• SUPPLIED ENTRIES
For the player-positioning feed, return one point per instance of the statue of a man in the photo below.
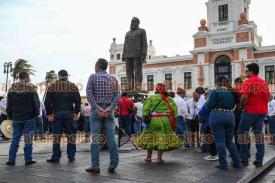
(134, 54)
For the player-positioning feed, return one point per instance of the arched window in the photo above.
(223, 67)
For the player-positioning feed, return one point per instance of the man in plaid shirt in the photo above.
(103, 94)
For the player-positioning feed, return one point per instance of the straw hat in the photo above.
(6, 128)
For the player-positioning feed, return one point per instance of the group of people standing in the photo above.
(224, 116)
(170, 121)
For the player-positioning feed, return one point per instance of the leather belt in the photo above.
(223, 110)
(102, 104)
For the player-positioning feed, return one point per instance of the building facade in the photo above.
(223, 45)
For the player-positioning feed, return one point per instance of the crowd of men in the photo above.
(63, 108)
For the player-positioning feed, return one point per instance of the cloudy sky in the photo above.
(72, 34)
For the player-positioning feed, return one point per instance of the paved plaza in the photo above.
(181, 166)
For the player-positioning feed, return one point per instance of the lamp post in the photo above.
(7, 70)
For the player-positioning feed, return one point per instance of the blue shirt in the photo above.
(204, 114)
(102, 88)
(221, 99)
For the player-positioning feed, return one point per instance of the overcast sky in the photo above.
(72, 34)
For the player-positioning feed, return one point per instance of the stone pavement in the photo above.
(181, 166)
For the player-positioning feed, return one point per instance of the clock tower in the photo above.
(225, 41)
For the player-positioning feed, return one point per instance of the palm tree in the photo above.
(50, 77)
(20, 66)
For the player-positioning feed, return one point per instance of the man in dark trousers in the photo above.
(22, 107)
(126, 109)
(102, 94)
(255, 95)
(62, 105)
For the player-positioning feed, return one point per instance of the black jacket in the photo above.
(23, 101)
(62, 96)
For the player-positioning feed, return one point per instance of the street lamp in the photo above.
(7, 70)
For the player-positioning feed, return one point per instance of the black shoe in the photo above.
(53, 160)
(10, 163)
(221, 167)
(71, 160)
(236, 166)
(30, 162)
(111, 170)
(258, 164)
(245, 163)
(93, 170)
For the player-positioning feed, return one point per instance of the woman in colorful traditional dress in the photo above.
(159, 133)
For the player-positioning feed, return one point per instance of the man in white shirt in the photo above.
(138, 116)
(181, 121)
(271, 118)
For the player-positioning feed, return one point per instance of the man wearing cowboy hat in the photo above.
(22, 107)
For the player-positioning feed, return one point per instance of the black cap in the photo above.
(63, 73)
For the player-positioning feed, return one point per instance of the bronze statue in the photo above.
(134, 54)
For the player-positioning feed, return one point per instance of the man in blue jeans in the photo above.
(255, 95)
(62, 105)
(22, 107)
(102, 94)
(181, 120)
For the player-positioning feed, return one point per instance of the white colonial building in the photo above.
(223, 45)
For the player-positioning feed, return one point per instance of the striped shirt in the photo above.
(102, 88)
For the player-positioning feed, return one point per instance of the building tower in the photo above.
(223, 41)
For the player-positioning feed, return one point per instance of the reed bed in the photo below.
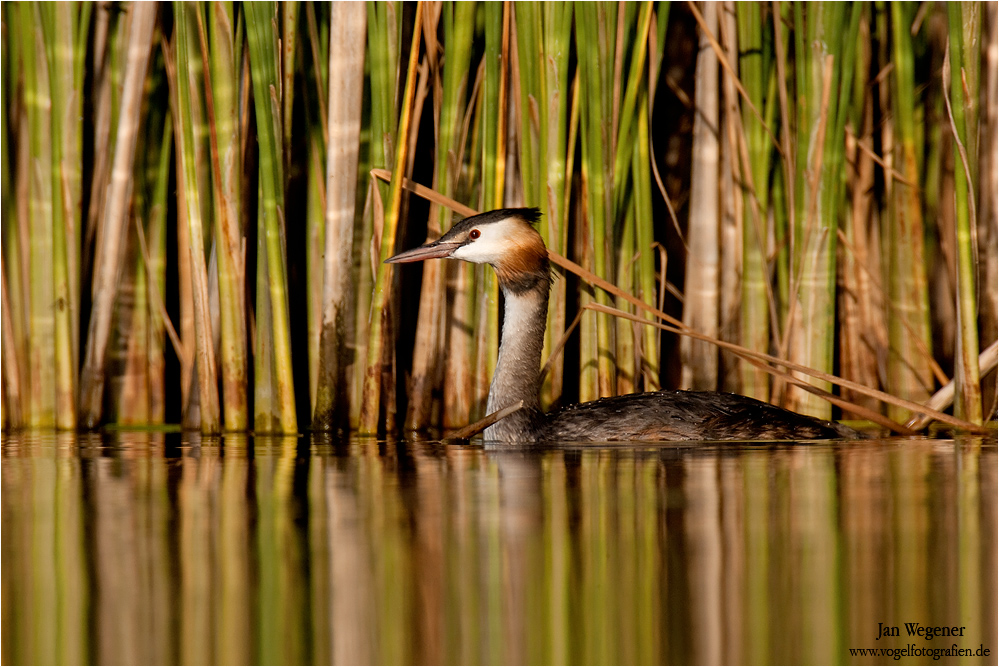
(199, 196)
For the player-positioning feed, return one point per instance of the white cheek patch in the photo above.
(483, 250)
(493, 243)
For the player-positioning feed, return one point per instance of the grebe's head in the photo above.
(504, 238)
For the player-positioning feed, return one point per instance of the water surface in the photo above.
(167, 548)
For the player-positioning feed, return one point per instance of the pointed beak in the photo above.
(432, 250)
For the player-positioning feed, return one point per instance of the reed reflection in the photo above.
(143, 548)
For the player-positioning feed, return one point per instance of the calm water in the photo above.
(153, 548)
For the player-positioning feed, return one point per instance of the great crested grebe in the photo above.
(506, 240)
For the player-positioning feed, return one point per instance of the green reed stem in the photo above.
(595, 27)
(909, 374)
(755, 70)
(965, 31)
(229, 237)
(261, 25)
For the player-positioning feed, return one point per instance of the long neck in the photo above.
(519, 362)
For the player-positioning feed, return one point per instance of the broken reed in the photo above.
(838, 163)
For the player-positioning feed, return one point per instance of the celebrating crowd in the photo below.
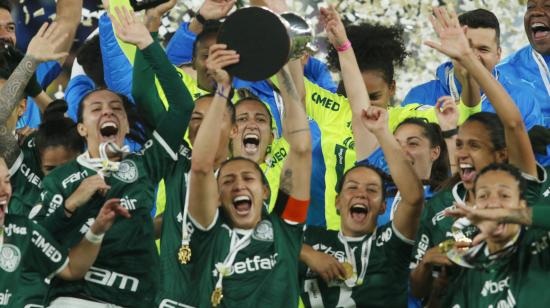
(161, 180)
--
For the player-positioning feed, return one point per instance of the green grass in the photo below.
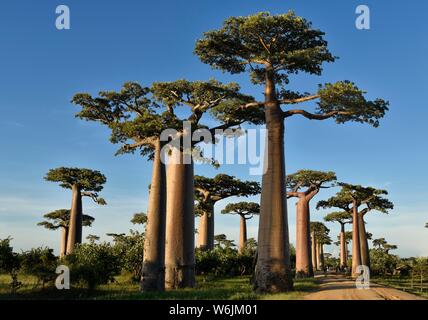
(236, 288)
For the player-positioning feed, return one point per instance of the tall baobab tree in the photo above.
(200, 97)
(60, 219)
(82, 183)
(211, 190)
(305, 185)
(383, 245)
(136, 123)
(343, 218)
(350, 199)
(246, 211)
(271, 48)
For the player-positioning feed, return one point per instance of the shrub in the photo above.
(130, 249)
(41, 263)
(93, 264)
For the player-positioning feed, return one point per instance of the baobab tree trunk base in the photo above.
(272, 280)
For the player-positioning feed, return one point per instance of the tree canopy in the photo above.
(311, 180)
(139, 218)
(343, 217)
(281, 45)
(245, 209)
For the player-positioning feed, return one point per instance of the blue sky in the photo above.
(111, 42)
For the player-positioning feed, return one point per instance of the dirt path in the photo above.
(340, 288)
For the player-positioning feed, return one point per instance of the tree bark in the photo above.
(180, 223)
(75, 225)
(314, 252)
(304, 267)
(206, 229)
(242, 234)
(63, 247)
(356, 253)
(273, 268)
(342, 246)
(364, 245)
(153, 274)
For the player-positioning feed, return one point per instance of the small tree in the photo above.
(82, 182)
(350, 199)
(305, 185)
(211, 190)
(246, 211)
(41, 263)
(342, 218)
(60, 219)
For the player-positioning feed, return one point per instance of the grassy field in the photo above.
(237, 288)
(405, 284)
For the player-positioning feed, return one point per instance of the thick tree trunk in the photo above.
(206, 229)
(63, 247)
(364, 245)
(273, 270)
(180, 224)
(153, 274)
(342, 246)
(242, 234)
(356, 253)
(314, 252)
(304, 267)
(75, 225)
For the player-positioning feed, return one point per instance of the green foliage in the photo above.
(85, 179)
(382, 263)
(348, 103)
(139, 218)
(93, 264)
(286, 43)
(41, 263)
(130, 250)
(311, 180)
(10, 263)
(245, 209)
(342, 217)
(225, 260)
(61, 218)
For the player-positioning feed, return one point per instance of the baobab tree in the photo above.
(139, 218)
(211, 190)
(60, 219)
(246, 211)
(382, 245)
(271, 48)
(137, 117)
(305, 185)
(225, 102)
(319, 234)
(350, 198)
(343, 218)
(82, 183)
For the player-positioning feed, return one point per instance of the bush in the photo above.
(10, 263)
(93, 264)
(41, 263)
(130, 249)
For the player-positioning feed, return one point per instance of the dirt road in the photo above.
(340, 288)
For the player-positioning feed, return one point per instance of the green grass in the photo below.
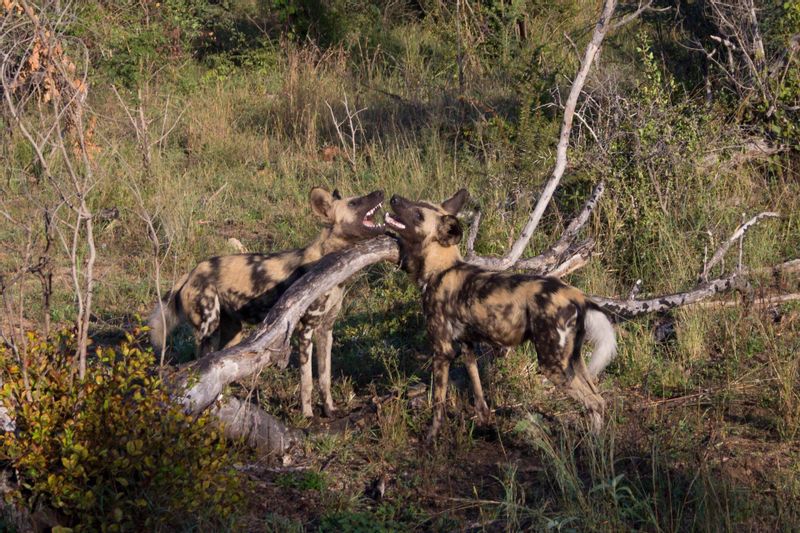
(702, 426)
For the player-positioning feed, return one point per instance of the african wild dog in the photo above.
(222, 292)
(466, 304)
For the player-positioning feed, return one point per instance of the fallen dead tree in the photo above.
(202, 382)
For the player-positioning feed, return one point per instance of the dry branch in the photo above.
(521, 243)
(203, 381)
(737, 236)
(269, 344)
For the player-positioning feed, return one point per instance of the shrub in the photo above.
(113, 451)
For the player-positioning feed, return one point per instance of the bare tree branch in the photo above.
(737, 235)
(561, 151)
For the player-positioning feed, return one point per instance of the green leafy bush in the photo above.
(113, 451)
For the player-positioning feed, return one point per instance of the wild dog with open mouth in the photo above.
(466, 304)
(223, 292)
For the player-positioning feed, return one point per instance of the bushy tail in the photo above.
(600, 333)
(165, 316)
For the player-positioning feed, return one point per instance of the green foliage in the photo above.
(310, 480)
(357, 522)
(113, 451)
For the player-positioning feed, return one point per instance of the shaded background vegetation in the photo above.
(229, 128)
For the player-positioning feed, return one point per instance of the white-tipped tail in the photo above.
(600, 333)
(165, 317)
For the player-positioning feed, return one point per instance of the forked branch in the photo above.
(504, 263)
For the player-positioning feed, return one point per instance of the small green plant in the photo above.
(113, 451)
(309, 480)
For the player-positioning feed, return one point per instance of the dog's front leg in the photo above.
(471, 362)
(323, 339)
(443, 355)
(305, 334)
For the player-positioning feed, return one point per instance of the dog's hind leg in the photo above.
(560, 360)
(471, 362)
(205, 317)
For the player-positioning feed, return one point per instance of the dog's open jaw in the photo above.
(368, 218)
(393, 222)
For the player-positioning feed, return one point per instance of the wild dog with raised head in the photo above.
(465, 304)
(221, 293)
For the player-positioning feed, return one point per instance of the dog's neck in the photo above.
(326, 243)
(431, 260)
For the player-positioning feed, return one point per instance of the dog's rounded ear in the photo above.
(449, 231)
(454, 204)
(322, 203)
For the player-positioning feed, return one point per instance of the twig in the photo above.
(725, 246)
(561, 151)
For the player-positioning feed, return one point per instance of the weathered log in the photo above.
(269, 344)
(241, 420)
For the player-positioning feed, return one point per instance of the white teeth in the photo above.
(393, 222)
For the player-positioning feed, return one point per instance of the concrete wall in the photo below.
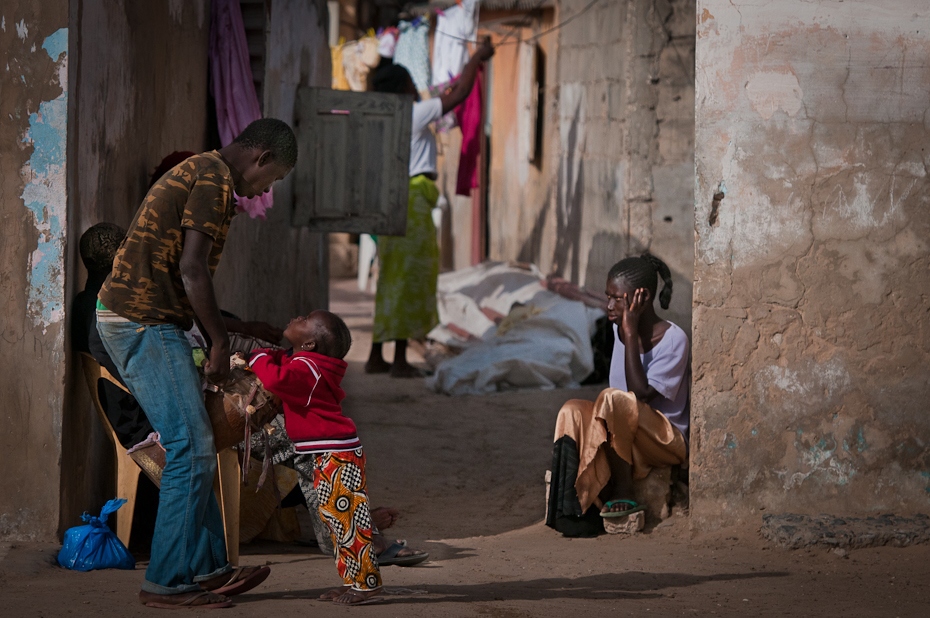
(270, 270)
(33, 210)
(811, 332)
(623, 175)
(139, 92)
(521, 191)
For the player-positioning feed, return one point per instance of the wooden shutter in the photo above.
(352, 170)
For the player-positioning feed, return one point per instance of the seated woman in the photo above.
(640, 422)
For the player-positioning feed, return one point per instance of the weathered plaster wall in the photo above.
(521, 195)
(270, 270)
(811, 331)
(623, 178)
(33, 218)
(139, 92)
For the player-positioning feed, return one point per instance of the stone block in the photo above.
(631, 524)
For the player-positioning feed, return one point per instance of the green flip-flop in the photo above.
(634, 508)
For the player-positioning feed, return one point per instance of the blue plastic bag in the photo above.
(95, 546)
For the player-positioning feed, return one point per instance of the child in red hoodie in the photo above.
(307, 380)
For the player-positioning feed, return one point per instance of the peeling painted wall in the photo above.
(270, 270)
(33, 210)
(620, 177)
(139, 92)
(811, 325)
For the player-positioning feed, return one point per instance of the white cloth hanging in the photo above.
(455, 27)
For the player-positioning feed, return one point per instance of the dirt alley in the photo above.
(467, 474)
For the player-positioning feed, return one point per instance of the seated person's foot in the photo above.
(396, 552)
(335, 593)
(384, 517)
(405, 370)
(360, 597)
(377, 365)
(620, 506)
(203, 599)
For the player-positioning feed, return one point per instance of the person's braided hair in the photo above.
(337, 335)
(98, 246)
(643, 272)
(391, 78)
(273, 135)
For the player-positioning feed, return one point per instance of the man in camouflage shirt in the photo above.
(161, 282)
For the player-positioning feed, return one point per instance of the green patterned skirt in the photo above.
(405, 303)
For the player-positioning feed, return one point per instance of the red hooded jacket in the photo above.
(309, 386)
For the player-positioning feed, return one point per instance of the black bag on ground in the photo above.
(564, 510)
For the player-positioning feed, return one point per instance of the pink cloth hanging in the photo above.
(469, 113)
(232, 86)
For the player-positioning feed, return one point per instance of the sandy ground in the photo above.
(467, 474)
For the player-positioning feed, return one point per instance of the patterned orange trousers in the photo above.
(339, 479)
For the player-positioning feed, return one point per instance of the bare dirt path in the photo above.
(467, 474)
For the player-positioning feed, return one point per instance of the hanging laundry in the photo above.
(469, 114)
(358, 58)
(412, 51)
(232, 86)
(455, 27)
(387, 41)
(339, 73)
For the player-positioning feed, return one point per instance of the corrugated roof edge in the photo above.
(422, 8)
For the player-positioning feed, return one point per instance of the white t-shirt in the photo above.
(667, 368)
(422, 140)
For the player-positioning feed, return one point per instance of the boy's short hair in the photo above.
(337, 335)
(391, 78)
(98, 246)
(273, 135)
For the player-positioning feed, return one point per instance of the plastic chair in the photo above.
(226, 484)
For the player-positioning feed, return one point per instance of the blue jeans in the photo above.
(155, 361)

• DIRECTIONS
List every line in the two blocks above that contains the string "woman", copying each one in full and treating uppercase and lowercase letters as different.

• EXERCISE SOLUTION
For the player-positioning feed, return one point per instance of the woman in colorful traditional dress in the photo above.
For the player-positioning feed, return one point per instance of the seated woman in the photo above.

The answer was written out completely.